• [Supplied text]
Minnesota State Community and Technical College
- Type: Public community and technical college
- Established: 1960
- Affiliations: Minnesota College Athletic Conference
- President: Dr. Carrie Brimhall
- Faculty: 270
- Administrative staff: 636
- Students: 6,464
- Location: Moorhead, Fergus Falls, Detroit Lakes, Wadena, Minnesota, United States
- Campus: Suburban, Rural;
- Colors: Blue and Green (college) and Blue and Gold (athletics)
- Mascot: Spartan
- Website: www.minnesota.edu

= Minnesota State Community and Technical College =

Multi-campus public college in Minnesota, US

Minnesota State Community and Technical College (M State) is a public community and technical college with multiple campuses in Minnesota. The college is a member of the Minnesota State Colleges and Universities system. It offers more than 70 career and liberal arts programs on its campuses and more than 25 online programs and majors through its eCampus. M State enrolls more than 9,000 campus-based and online students annually.

• [Task set]
1. According to the college profile, in what year was Minnesota State Community and Technical College established?
2. Please explain, using the college profile, why Minnesota State Community and Technical College is described as a multi-campus college.

• [Data to examine]

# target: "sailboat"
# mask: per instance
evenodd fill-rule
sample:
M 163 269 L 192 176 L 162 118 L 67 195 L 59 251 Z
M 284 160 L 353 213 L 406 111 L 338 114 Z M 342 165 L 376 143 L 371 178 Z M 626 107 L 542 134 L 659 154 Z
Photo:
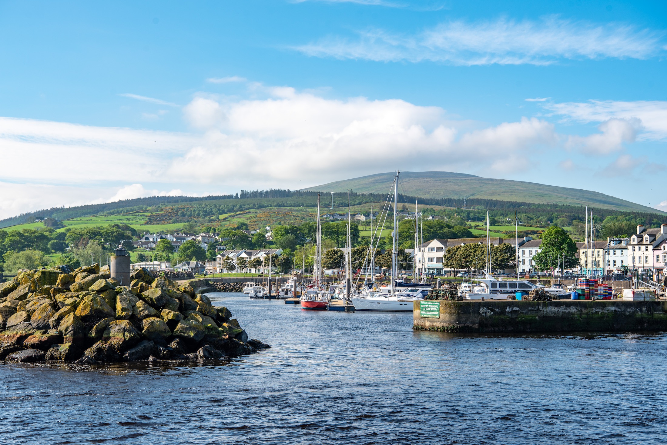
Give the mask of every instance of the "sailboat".
M 392 246 L 392 277 L 389 286 L 383 286 L 378 291 L 355 293 L 350 299 L 356 310 L 400 310 L 412 312 L 414 302 L 423 300 L 430 286 L 416 283 L 404 283 L 397 280 L 398 273 L 398 175 L 394 179 L 394 227 Z
M 322 228 L 319 224 L 319 193 L 317 193 L 316 238 L 313 284 L 303 289 L 301 295 L 301 307 L 304 309 L 326 309 L 329 303 L 329 294 L 322 286 Z

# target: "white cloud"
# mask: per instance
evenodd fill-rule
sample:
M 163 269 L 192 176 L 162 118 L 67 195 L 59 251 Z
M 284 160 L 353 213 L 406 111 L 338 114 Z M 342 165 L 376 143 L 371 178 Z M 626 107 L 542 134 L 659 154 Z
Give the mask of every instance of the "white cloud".
M 577 122 L 604 122 L 625 119 L 635 125 L 638 141 L 667 139 L 667 101 L 588 101 L 548 103 L 544 107 L 554 114 Z
M 602 133 L 589 136 L 570 136 L 566 147 L 581 149 L 584 153 L 596 155 L 609 155 L 620 151 L 623 143 L 633 143 L 640 127 L 639 119 L 627 121 L 612 118 L 598 126 Z
M 230 82 L 247 82 L 247 79 L 239 76 L 227 76 L 226 77 L 211 77 L 207 79 L 206 81 L 211 83 L 229 83 Z
M 137 101 L 141 101 L 142 102 L 149 102 L 150 103 L 155 103 L 158 105 L 169 105 L 169 107 L 180 107 L 178 104 L 172 103 L 171 102 L 167 102 L 166 101 L 162 101 L 159 99 L 154 99 L 153 97 L 147 97 L 146 96 L 139 96 L 136 94 L 131 94 L 130 93 L 123 93 L 122 94 L 118 95 L 119 96 L 123 96 L 123 97 L 129 97 L 130 99 L 135 99 Z
M 452 21 L 413 35 L 370 29 L 356 39 L 329 36 L 294 49 L 311 56 L 378 61 L 547 65 L 560 59 L 646 59 L 662 52 L 662 33 L 622 23 L 549 16 L 539 21 Z

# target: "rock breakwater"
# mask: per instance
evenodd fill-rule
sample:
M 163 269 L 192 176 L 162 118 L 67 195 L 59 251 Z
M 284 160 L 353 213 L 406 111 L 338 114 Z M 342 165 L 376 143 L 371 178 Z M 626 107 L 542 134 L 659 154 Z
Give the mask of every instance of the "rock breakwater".
M 270 347 L 189 284 L 145 268 L 131 278 L 119 286 L 95 264 L 24 270 L 0 283 L 0 360 L 196 361 Z

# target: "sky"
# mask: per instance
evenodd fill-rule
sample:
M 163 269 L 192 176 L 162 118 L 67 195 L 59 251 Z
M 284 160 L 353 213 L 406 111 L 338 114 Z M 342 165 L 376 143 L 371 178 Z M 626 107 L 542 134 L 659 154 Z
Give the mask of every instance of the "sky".
M 664 1 L 0 1 L 0 218 L 396 170 L 667 210 L 666 21 Z

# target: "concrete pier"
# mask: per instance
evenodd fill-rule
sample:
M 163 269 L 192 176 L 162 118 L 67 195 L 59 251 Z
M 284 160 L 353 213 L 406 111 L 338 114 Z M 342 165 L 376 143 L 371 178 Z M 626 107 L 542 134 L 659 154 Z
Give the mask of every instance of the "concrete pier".
M 667 330 L 667 301 L 424 300 L 414 317 L 415 330 L 448 332 Z

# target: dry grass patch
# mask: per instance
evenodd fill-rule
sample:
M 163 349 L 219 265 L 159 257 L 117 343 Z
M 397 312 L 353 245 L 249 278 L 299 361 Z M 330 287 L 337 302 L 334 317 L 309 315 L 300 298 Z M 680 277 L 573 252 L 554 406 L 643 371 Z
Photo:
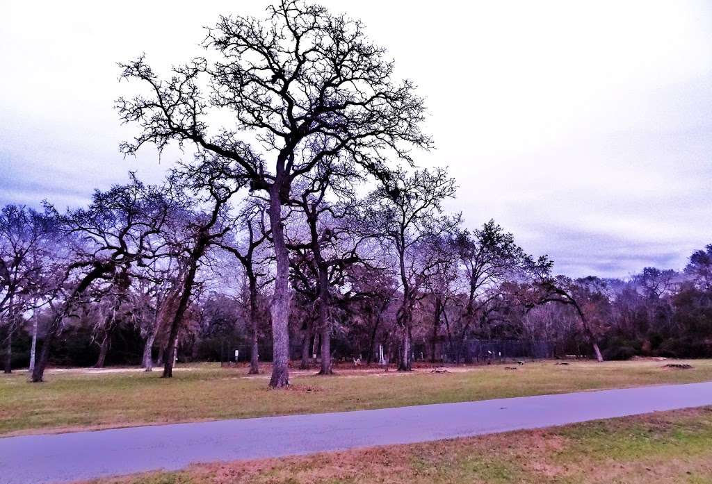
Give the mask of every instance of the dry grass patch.
M 95 484 L 712 483 L 712 409 L 303 457 L 194 466 Z
M 679 362 L 681 363 L 690 362 Z M 0 434 L 100 429 L 146 424 L 342 412 L 466 402 L 661 383 L 712 380 L 712 360 L 669 371 L 659 361 L 529 362 L 429 366 L 412 373 L 376 369 L 341 370 L 330 377 L 302 372 L 291 390 L 268 391 L 268 375 L 204 364 L 180 367 L 170 380 L 135 370 L 51 371 L 42 384 L 18 372 L 0 375 Z

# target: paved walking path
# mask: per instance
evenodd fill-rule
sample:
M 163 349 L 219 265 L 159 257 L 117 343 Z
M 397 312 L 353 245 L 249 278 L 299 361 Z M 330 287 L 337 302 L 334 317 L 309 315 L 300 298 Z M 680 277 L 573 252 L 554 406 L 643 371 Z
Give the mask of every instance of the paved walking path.
M 216 402 L 219 404 L 219 402 Z M 712 382 L 0 439 L 0 483 L 409 443 L 712 405 Z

• [List of solutions]
1. 1960

2. The profile describes M State as having multiple campuses in Minnesota. It lists them in Moorhead, Fergus Falls, Detroit Lakes, and Wadena.